#### Problem to work on
Pictures do not belong in your copy. Repeat all the other data exactly.

START Provided records

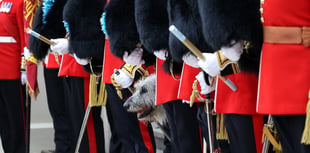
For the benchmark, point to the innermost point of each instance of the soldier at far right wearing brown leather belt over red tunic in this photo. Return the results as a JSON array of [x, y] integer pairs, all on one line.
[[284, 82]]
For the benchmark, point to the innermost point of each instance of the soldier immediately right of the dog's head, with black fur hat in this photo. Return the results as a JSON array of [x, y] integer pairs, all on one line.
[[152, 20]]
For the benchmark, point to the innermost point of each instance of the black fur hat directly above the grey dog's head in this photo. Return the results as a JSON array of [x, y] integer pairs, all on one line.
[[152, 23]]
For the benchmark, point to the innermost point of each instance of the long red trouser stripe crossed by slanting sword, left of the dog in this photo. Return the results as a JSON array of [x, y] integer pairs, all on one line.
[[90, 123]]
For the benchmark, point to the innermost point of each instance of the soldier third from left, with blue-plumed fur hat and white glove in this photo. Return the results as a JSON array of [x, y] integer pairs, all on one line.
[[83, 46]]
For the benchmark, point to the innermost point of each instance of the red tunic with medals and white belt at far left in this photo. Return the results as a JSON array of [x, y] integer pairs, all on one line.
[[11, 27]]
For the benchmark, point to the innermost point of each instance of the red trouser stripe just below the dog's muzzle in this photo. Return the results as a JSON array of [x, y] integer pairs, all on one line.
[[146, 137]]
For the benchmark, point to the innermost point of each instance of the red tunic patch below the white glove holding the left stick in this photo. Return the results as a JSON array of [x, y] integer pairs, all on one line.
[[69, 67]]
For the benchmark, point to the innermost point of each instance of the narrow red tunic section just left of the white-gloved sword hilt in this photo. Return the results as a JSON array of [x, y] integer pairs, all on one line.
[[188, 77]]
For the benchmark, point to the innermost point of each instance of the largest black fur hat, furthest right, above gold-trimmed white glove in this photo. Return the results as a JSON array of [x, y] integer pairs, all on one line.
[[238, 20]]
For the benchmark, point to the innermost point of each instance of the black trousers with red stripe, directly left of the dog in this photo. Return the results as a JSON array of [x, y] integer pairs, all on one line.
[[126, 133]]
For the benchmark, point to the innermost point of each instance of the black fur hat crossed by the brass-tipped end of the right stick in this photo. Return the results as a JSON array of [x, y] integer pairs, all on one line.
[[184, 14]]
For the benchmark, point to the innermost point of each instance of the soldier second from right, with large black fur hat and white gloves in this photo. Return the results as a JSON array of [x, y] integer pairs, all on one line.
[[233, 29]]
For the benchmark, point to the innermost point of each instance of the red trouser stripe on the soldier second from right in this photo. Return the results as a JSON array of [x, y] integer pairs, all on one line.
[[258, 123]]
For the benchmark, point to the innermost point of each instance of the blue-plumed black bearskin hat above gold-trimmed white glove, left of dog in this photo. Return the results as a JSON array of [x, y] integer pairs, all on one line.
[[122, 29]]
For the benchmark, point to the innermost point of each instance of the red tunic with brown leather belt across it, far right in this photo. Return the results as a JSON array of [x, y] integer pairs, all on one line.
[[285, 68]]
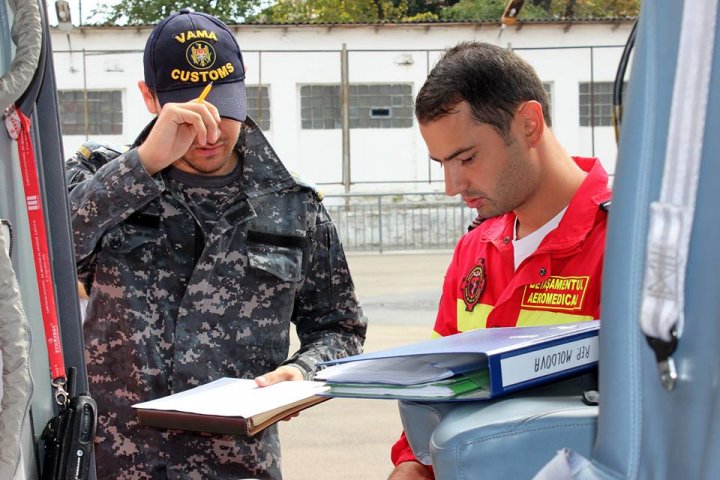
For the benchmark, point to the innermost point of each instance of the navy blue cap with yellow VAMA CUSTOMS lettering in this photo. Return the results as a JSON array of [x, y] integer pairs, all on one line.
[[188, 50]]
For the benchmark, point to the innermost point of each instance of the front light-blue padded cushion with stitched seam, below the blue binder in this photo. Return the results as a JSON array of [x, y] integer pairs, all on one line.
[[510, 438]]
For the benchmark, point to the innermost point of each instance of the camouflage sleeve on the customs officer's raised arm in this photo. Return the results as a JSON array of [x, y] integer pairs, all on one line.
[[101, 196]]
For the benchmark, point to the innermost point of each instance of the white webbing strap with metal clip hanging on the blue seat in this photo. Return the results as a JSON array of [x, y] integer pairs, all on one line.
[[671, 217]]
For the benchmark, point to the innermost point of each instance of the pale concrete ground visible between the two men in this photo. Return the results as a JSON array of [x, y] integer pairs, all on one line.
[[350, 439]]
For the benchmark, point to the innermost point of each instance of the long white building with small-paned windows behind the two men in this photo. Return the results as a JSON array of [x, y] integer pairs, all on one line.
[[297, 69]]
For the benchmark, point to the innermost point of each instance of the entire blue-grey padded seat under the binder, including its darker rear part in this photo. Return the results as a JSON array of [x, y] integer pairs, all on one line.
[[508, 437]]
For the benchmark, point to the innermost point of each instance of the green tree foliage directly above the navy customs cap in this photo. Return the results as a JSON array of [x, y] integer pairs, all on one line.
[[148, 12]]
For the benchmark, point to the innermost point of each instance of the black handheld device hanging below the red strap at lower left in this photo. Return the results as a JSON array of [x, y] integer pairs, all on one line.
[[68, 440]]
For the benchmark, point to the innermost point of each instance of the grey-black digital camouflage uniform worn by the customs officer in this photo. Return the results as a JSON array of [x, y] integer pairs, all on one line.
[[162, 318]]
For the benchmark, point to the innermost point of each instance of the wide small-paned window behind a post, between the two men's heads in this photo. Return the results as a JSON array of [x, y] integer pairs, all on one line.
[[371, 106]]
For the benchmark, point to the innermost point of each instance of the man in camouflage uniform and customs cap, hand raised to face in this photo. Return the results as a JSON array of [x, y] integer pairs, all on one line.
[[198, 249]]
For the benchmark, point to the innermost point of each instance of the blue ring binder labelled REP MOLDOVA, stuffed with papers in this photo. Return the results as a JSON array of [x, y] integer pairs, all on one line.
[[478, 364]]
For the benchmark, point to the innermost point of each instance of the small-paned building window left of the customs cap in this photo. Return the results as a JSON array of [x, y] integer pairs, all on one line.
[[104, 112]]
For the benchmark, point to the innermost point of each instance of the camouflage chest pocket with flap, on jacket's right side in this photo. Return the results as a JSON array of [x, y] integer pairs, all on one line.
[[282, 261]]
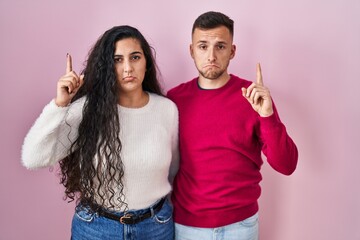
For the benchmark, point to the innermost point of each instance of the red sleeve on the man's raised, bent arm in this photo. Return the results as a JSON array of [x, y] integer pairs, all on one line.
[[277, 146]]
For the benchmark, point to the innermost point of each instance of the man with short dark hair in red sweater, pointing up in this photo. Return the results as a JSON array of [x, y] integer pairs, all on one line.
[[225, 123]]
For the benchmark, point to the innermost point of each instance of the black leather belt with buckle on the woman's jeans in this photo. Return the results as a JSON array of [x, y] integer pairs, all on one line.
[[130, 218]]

END Provided records

#### Output
For the benchmark, point to the innermost point of each instance of the soldier at far right wearing brown leather belt over red tunic in this photo. Return the results as a JSON array of [x, y] integer pairs, all on one line.
[[284, 82]]
For the benchmark, point to the innermost point of each instance of the soldier immediately right of the dog's head, with black fur hat in this photo. Return the results as a JSON array of [x, y] integer pairs, all on one line.
[[152, 20]]
For the benchmark, point to the innermost point of each instance of the black fur hat directly above the grey dog's head in this photo. Return the results as a JSON array of [x, y] integer pairs, all on one line.
[[152, 23]]
For the benchmark, point to the innermost point of each instance of the long red trouser stripe crossed by slanting sword, left of the dog in this photo. Return the results as a JSON array of [x, y] integer pairs, all on one line.
[[90, 123]]
For the benchmark, point to the innermost point of each instance of the soldier third from left, with blue-plumed fur hat and white glove in this photo. Return the results as a JSON array of [x, y] integer pairs, all on one line.
[[83, 46]]
For the benchmark, point to the innermost point of each instance of the red tunic with medals and white belt at far left in this photo. Return the results as a JSON array of [x, y] integer pairs, all on one line.
[[11, 27]]
For the benchmark, point to the innermost point of each instance of the red trouser stripe just below the dog's muzzle in this photo. Return the results as a JSON array of [x, y] integer pairs, all on one line.
[[146, 137]]
For the benchmark, point to the innermost point of each instance of the red tunic patch below the white glove holding the left stick in this photo. Return the results as a JSON array of [x, y] integer pairs, all on one line.
[[69, 67]]
For the benchmark, point to the innermost point of each instance of the narrow red tunic section just left of the white-gloved sword hilt in this photo. Return the results as a JSON array of [x, y] integer pairs, all on one line.
[[188, 77]]
For the benchmark, point to the innermost point of each instance of the largest black fur hat, furthest right, above gold-trimmed white glove in this photo. Return the results as a JSON array of [x, y] integer pairs, all on one line.
[[238, 20]]
For the benchmark, point to the innermost point of each instance of the black trousers with red stripe, directly left of the dog in this photo. Return the results as a JSON array of [x, y] integer pairs, all on one line.
[[126, 133]]
For the benchmark, point to the innermost point of each instance of the black fur hat crossed by the brass-tipped end of the right stick in this photo. Return the results as a JSON array of [x, y] integer pairs, all on one line.
[[184, 14]]
For the benchmark, point to the innermost point of each instance of the soldier second from right, with large black fur hat and white gloves in this photo. Return the results as a JSON array of [x, y] integer pairs, all on one line.
[[233, 29]]
For the benchmark, point to the innermost point of each instance of the red trouser stripe on the soldier second from right in this photo. Return the results as a JSON array of [x, y] integer pairs, all on one line.
[[258, 123]]
For the benchmark, point to the innermost point of each instance of the blue-plumed black bearskin hat above gold-trimmed white glove, left of dog in this photo. Return the results as a JSON array of [x, y] integer pairs, all on one line.
[[122, 29]]
For the benchmark, point to the innermost point of each instance of the red tunic with brown leather belt across it, far right in this photo. Return the results as a JSON array of [x, y] integer pairs, all on one line.
[[285, 68]]
For the benchmark, point to the innermost point of each instance of the navy blue cap with yellow VAMA CUSTOMS lettering in this photo. Return the results as a JSON array of [x, y] integer pairs, all on one line.
[[188, 50]]
For the benchmark, point to the innermost point of each instance of the front light-blue padded cushion with stitched seam, below the blue binder in this photo. Return the results as a JSON array of [x, y] integer pairs, all on one line.
[[510, 438]]
For the benchmark, point to the innermost point of each instance of the camouflage sleeve on the customs officer's raised arm in this photo. Return the results as a JSON array of [x, y] integer pairs, all on one line.
[[101, 196]]
For the benchmark, point to the innermost point of each instance of the white webbing strap with metal clip hanging on the blue seat in this photo. Return the results as a JSON array of [x, y] integer pairs, all on one line.
[[671, 217]]
For the benchmark, point to the innermost point of each instance of the pale concrete ground visible between the two men in this photo. Return the results as a JSON array of [x, y] integer pairs, all on one line.
[[350, 439]]
For the benchmark, point to the innermost point of each instance of the long white building with small-paned windows behind the two men in this photo. Return the results as a JSON array of [x, y] integer pairs, all on one line.
[[297, 69]]
For the benchmark, point to the innermost point of each instance of the entire blue-grey padded seat under the binder, including its darker rear part in this photo. Return the results as a JSON array of [x, y] integer pairs, all on one line.
[[508, 437]]
For the benchmark, point to the innermost point of each instance of the green tree foliage directly above the navy customs cap in this photo. Return the results as a JSON array of [x, y] integer pairs, all on one line.
[[148, 12]]
For the benchmark, point to the innermost point of each instance of the black handheld device hanging below the red strap at lower left in this photo. Return the results as a JSON array of [x, y] integer pairs, all on one line.
[[68, 440]]
For the benchmark, point to the innermost point of each instance of the grey-black digital camouflage uniform worn by the customs officer in this photo. Return the results as a JSON array of [x, y] integer pairs, all on one line.
[[162, 318]]
For the benchmark, point to the innermost point of each instance of the wide small-paned window behind a post, between the two men's heads in this photo. Return the results as a JSON array of [x, y] integer pairs, all on one line.
[[371, 106]]
For the benchmark, point to the innermost point of each instance of the man in camouflage uniform and customs cap, hand raised to face in this photo. Return the results as a JSON array of [x, y] integer pairs, all on one line.
[[198, 249]]
For the benchmark, point to the innermost point of each instance of the blue ring binder labelled REP MOLDOVA, stuffed with papers in this photo. Return the results as a JSON array of [x, y] integer pairs, all on one line.
[[478, 364]]
For the benchmark, point to the innermost point of each instance of the small-paned building window left of the customs cap in this photo. Return the results as a JSON array of [x, y] integer pairs, all on one line.
[[104, 112]]
For the benchmark, point to the innermost point of each instance of the camouflage chest pocket with flap, on jacket's right side in this photo. Return the results as a JSON array of [x, y] integer pairs, all on one line.
[[282, 261]]
For the benchmark, point to the innermost point of each instance of the red sleeve on the man's raised, bent arm in this photo. Return the results as a JSON array of [x, y] integer pairs, all on one line.
[[277, 146]]
For the benchmark, point to the innermost point of each instance of the man with short dark hair in red sweater, pointing up in this photo. Return the results as a JSON array of [x, y] integer pairs, all on one line.
[[225, 123]]
For the benchmark, point to the innermost point of each instance of the black leather belt with buckle on the woman's jeans in this photo. Return the results as a JSON array of [x, y] integer pairs, all on one line.
[[130, 218]]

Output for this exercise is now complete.